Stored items

((

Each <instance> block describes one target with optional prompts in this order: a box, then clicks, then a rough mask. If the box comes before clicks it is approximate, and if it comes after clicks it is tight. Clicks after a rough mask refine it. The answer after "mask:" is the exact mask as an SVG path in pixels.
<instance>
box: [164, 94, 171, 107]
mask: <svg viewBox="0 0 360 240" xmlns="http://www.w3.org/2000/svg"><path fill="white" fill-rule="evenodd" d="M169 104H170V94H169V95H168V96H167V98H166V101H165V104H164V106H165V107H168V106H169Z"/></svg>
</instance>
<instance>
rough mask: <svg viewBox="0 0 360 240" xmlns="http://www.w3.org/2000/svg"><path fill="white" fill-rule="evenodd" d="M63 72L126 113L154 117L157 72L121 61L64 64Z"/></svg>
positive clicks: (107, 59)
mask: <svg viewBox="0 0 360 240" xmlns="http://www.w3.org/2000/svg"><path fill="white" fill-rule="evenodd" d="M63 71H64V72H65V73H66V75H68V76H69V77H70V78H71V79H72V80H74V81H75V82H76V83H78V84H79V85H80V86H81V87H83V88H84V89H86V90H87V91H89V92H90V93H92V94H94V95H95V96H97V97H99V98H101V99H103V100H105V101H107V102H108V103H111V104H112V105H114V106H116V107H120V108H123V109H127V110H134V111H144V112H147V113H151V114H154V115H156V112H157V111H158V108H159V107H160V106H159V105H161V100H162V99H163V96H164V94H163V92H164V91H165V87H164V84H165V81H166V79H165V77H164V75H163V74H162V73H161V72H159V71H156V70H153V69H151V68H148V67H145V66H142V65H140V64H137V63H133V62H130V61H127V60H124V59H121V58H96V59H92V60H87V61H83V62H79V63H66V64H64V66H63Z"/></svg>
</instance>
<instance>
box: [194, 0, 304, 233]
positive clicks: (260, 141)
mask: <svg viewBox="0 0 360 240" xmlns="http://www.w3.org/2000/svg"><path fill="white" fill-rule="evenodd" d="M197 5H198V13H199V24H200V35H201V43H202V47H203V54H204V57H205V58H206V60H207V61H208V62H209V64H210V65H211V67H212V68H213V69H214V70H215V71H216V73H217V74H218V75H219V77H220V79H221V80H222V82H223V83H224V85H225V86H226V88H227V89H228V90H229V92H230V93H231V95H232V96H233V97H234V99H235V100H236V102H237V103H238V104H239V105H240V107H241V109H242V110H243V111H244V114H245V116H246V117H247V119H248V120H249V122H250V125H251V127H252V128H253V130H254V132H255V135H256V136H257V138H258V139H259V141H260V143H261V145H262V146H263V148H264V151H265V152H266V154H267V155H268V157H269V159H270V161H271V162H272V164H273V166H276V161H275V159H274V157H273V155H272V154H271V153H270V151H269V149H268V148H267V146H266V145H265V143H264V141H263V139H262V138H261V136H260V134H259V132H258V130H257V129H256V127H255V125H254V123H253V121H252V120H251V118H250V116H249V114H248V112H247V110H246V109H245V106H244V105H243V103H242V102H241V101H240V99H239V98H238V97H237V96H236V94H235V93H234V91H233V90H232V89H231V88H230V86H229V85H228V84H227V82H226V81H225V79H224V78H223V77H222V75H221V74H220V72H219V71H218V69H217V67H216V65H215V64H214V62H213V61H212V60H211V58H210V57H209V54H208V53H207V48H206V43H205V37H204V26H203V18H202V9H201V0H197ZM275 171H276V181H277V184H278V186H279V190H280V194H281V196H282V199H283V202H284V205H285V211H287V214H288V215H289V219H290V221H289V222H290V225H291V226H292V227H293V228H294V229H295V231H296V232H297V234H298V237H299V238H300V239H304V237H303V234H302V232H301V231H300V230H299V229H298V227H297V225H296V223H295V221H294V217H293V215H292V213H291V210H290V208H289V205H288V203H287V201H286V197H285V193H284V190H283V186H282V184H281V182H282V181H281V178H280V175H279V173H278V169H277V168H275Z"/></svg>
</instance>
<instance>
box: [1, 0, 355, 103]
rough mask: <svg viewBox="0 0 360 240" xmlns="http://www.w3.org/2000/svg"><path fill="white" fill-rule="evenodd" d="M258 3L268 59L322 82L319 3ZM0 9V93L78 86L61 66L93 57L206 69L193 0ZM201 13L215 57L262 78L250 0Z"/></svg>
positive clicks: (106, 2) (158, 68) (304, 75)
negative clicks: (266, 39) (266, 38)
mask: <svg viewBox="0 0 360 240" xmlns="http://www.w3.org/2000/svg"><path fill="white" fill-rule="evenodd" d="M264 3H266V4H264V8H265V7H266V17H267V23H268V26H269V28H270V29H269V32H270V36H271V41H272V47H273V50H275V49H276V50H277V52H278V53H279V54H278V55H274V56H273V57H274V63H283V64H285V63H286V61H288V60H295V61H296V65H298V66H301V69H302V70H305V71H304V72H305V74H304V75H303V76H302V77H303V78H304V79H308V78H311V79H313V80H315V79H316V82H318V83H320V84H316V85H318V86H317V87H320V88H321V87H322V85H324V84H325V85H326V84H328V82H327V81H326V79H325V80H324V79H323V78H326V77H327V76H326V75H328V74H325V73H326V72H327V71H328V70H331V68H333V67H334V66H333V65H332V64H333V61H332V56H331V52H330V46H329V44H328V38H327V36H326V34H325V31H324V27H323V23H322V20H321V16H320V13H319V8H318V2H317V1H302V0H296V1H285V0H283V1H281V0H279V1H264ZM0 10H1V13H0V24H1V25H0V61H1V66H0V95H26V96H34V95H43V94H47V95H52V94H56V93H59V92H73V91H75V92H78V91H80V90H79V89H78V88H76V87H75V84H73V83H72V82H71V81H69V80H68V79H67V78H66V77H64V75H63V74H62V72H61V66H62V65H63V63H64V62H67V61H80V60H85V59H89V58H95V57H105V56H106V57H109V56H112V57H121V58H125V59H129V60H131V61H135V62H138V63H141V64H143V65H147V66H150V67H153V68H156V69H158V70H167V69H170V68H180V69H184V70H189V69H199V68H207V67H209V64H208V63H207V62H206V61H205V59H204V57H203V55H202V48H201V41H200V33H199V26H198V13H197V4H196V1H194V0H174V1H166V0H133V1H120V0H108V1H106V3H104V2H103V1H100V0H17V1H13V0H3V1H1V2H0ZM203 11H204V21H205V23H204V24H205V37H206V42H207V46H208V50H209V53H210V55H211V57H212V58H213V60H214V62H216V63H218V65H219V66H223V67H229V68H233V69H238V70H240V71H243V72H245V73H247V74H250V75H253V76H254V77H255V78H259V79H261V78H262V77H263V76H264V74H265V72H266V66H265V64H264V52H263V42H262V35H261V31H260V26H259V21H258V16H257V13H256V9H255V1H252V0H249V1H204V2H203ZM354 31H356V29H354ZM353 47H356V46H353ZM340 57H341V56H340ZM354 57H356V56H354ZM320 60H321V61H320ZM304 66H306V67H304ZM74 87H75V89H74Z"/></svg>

))

Exercise prompt. From the first line to the last, return the data exactly as written.

Exercise output.
Each <instance> block describes one target with optional prompts in this order: a box, then clicks, then a rough mask. If the box comes before clicks it is approximate, and if it comes after clicks it is tight. Clicks after a rough mask refine it. The answer after "mask:" is the exact mask as an SVG path in pixels.
<instance>
box: [164, 94, 171, 107]
mask: <svg viewBox="0 0 360 240" xmlns="http://www.w3.org/2000/svg"><path fill="white" fill-rule="evenodd" d="M169 104H170V94H169V95H168V96H167V98H166V101H165V104H164V106H165V107H168V106H169Z"/></svg>
</instance>
<instance>
rough mask: <svg viewBox="0 0 360 240" xmlns="http://www.w3.org/2000/svg"><path fill="white" fill-rule="evenodd" d="M63 72L126 113L154 117L157 72L121 61L64 64Z"/></svg>
positive clicks: (107, 59)
mask: <svg viewBox="0 0 360 240" xmlns="http://www.w3.org/2000/svg"><path fill="white" fill-rule="evenodd" d="M63 71H64V72H65V73H66V75H68V76H69V77H70V78H71V79H72V80H74V81H75V82H76V83H78V84H79V85H80V86H81V87H83V88H84V89H86V90H87V91H89V92H90V93H92V94H94V95H95V96H97V97H99V98H101V99H103V100H105V101H107V102H108V103H111V104H112V105H114V106H116V107H120V108H123V109H127V110H134V111H144V112H147V113H151V114H154V115H156V112H157V111H158V108H159V107H160V106H159V105H161V100H162V99H163V96H164V94H163V92H164V91H165V87H164V84H165V81H166V79H165V77H164V75H163V74H162V73H161V72H159V71H156V70H153V69H151V68H148V67H145V66H142V65H140V64H137V63H133V62H130V61H127V60H124V59H121V58H96V59H92V60H87V61H83V62H79V63H66V64H64V66H63Z"/></svg>
</instance>
<instance>
box: [194, 0, 304, 233]
positive clicks: (260, 141)
mask: <svg viewBox="0 0 360 240" xmlns="http://www.w3.org/2000/svg"><path fill="white" fill-rule="evenodd" d="M197 5H198V13H199V24H200V35H201V43H202V47H203V54H204V57H205V58H206V60H207V61H208V62H209V64H210V65H211V67H212V68H213V69H214V70H215V71H216V73H217V74H218V75H219V77H220V79H221V80H222V82H223V83H224V85H225V86H226V88H227V89H228V90H229V92H230V93H231V95H232V96H233V97H234V99H235V100H236V102H237V103H238V104H239V105H240V107H241V109H242V110H243V111H244V114H245V116H246V117H247V119H248V120H249V122H250V125H251V127H252V128H253V130H254V132H255V135H256V136H257V138H258V139H259V141H260V143H261V145H262V146H263V148H264V151H265V152H266V154H267V155H268V157H269V159H270V161H271V162H272V164H273V166H276V161H275V159H274V157H273V155H272V154H271V153H270V151H269V149H268V148H267V146H266V145H265V143H264V141H263V139H262V138H261V136H260V134H259V132H258V130H257V129H256V127H255V125H254V123H253V121H252V120H251V118H250V116H249V114H248V112H247V110H246V109H245V106H244V105H243V103H242V102H241V101H240V99H239V98H238V97H237V96H236V94H235V93H234V91H233V90H232V89H231V88H230V86H229V85H228V84H227V82H226V81H225V79H224V78H223V77H222V75H221V74H220V72H219V71H218V69H217V67H216V65H215V64H214V62H213V61H212V60H211V58H210V57H209V54H208V53H207V48H206V43H205V37H204V26H203V18H202V9H201V0H197ZM275 171H276V181H277V184H278V186H279V190H280V194H281V196H282V199H283V202H284V205H285V211H287V214H288V215H289V219H290V221H289V222H290V225H291V226H292V227H293V228H294V229H295V231H296V232H297V234H298V237H299V238H300V239H304V237H303V234H302V232H301V231H300V230H299V229H298V227H297V225H296V223H295V221H294V217H293V215H292V213H291V210H290V208H289V205H288V203H287V201H286V197H285V193H284V190H283V186H282V184H281V182H282V181H281V178H280V175H279V173H278V169H277V168H275Z"/></svg>
</instance>
<instance>
box: [1, 0, 355, 103]
rough mask: <svg viewBox="0 0 360 240" xmlns="http://www.w3.org/2000/svg"><path fill="white" fill-rule="evenodd" d="M258 3L268 59L322 82L319 3ZM0 9V93L78 86L61 66L93 57L206 69L193 0ZM201 13L215 57L262 78L250 0Z"/></svg>
positive clicks: (106, 2) (158, 68) (304, 75)
negative clicks: (266, 39) (266, 38)
mask: <svg viewBox="0 0 360 240" xmlns="http://www.w3.org/2000/svg"><path fill="white" fill-rule="evenodd" d="M264 3H266V4H264V8H265V7H266V17H267V23H268V26H269V28H270V29H269V32H270V36H271V41H272V47H273V50H275V49H276V50H277V52H278V53H279V54H278V55H274V56H273V57H274V63H283V64H285V63H286V61H288V60H295V61H296V65H298V66H301V69H302V70H305V71H304V72H305V74H304V75H303V76H302V77H303V78H304V79H308V78H311V79H313V80H315V79H316V82H318V83H320V84H316V85H318V86H317V87H320V88H321V87H322V85H324V84H325V85H326V84H328V82H327V81H326V79H325V80H324V79H323V78H326V77H327V76H326V75H328V74H325V73H326V72H327V71H328V70H331V68H333V67H334V66H333V65H332V64H333V61H332V56H331V52H330V46H329V44H328V38H327V36H326V34H325V31H324V27H323V23H322V20H321V16H320V13H319V8H318V2H317V1H302V0H296V1H285V0H283V1H281V0H279V1H264ZM0 10H1V13H0V24H1V25H0V61H1V66H0V95H26V96H34V95H43V94H47V95H52V94H56V93H59V92H73V91H75V92H78V91H80V90H79V89H78V88H76V87H75V84H73V83H72V82H71V81H69V80H68V79H67V78H66V77H64V75H63V74H62V72H61V66H62V65H63V63H64V62H67V61H80V60H85V59H89V58H95V57H105V56H106V57H109V56H112V57H121V58H125V59H129V60H131V61H135V62H138V63H141V64H143V65H147V66H150V67H153V68H156V69H158V70H167V69H170V68H180V69H184V70H189V69H199V68H207V67H209V64H208V63H207V62H206V61H205V59H204V57H203V55H202V48H201V41H200V33H199V26H198V13H197V4H196V1H194V0H174V1H166V0H133V1H120V0H108V1H106V3H104V2H103V1H100V0H17V1H13V0H3V1H1V2H0ZM203 11H204V21H205V23H204V24H205V37H206V42H207V46H208V50H209V53H210V55H211V57H212V58H213V60H214V62H216V63H218V65H219V66H223V67H229V68H233V69H238V70H240V71H243V72H245V73H247V74H250V75H253V76H254V77H255V78H259V79H261V78H262V77H263V76H264V74H265V72H266V66H265V64H264V52H263V42H262V35H261V31H260V26H259V21H258V16H257V13H256V9H255V1H252V0H249V1H204V2H203ZM354 31H356V29H354ZM353 47H356V46H353ZM340 57H341V56H340ZM354 57H356V56H354ZM320 60H321V61H320ZM304 66H306V67H304ZM74 87H75V89H74Z"/></svg>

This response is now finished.